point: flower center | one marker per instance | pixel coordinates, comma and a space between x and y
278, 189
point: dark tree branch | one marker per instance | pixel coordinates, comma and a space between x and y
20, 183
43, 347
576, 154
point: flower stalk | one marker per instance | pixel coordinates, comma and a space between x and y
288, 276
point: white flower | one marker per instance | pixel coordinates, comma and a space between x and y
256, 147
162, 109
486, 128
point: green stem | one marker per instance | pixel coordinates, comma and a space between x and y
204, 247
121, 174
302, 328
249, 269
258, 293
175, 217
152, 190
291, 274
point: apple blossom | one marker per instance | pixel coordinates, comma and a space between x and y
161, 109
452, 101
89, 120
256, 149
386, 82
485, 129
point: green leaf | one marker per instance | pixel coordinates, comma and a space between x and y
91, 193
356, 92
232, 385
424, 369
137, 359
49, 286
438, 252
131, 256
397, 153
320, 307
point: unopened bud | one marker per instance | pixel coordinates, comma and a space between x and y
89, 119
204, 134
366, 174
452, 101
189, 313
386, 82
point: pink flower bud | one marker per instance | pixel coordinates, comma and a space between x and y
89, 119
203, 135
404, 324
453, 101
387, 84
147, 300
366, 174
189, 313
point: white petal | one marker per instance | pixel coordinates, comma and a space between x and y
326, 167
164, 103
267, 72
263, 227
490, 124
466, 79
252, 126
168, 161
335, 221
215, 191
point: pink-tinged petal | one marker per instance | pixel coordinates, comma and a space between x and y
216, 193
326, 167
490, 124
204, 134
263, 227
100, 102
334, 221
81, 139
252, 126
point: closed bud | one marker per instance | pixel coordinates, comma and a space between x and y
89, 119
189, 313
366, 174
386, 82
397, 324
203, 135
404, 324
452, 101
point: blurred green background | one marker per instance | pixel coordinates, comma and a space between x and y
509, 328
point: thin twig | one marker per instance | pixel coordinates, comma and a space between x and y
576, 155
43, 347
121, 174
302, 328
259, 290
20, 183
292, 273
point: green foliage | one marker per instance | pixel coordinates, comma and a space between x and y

*EXERCISE AIM*.
Nothing in the records should change when you repeat them all.

*ANSWER AREA*.
point: flower center | one marker per instance | pixel coordinates, comma and a space between x and y
278, 189
point: dark tree branch | one marker per instance | pixel coordinates, comma and a space between x and y
20, 183
43, 347
576, 154
point: flower stalk | one marker per instance | pixel coordinates, comma and a space between x and y
288, 276
point: white flower | one marker per instance | pixel coordinates, comma and a space between x and y
256, 147
162, 109
486, 128
point: green stem | one marker per instance | pixel coordinates, comma and a space between x and y
204, 247
121, 174
302, 328
249, 269
258, 293
175, 217
152, 190
291, 274
point: apple blossom | one marker per instance | pixel coordinates, comma and a space between x and y
161, 109
452, 101
89, 120
256, 149
386, 82
485, 129
point: green leaf | one marker per instance | pixel coordinates, comma and a space between x and y
91, 193
356, 92
232, 385
424, 369
137, 359
49, 286
438, 252
131, 256
397, 153
320, 307
point: unopened bud | one marker per instance | pixel coordinates, comma and a space between x and y
89, 119
204, 134
366, 174
452, 101
189, 313
386, 82
point: pink flower bud | one marker per instance | pixel coordinates, comma and a space between x and y
89, 119
203, 135
404, 324
453, 101
387, 84
147, 300
366, 174
189, 313
point: white petal | one marker per instance | pixel coordinates, comma and a space between x and y
326, 167
164, 103
267, 72
263, 227
490, 124
466, 79
252, 126
168, 161
335, 221
215, 191
point: pink-tinged petal | one marker per instance | pixel coordinates, comma and a space between x and y
216, 193
326, 167
490, 124
204, 134
263, 227
100, 102
334, 221
81, 139
252, 126
point: closed bud | one marker per instance | pixel coordinates, comma and a space between x and y
89, 119
189, 313
366, 174
386, 82
397, 324
203, 135
404, 324
452, 101
point: blurred green background | one marker per instance | pixel coordinates, comma and a space between x and y
509, 328
point: thin twig | one marker per instance | pixel coordinates, comma and a space between x and y
576, 155
43, 347
121, 174
302, 328
259, 290
20, 183
292, 273
point: green foliage | one marker per instance | pixel coordinates, comma and a space between x and y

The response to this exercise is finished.